BEGIN
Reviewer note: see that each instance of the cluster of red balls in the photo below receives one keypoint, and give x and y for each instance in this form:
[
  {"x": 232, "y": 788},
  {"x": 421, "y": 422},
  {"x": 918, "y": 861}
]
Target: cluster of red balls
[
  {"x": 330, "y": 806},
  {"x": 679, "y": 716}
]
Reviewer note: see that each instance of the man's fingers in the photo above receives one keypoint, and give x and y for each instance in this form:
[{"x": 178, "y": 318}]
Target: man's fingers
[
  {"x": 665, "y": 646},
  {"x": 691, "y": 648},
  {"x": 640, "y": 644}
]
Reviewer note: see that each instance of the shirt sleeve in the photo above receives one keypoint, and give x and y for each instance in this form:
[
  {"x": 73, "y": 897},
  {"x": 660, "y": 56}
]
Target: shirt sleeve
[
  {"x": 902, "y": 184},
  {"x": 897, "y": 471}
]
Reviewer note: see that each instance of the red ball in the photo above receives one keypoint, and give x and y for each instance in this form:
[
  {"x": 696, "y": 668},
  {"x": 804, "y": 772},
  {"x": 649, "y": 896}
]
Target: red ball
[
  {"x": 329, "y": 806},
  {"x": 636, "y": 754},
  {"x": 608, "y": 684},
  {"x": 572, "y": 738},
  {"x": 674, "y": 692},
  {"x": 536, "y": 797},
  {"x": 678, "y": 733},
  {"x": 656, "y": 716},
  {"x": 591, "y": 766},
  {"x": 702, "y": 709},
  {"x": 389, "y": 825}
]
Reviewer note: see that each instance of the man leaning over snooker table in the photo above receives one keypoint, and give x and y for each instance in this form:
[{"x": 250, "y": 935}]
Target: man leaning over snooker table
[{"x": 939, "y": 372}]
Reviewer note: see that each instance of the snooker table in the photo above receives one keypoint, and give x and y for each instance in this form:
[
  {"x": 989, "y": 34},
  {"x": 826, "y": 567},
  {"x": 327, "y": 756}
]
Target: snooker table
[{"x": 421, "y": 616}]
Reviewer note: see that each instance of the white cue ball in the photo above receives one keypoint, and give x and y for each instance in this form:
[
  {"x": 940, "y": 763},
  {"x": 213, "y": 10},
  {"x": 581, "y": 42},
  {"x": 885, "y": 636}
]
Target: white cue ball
END
• Instructions to follow: Among the lines above, please find those with "note" and copy them.

• Answer to this problem:
Reviewer note: see that each instance of the cluster of red balls in the photo below receives one keypoint, and give x and y for each instance in this form:
Reviewer note: see that each instance of the man's fingers in the photo above receives one keypoint, and give x and y for each instance in this form:
Reviewer note: see that each instance of the shirt sleeve in the photo above receives one keypoint, and give x and y for each instance in this form:
Reviewer note: see that each instance of the red ball in the photo above receives one keypoint, and give x and y for each instance in this form:
Reviewer note: see that each instance of the man leaning over snooker table in the photo above receives one keypoint, and give x and y for each instance in this form:
Reviewer note: see that each instance of the snooker table in the photo above receives one keypoint, and give x and y for each instance in this form:
Reviewer note: see that each instance of the white cue ball in the photo above receives one keypoint, and give x and y for each instance in this form:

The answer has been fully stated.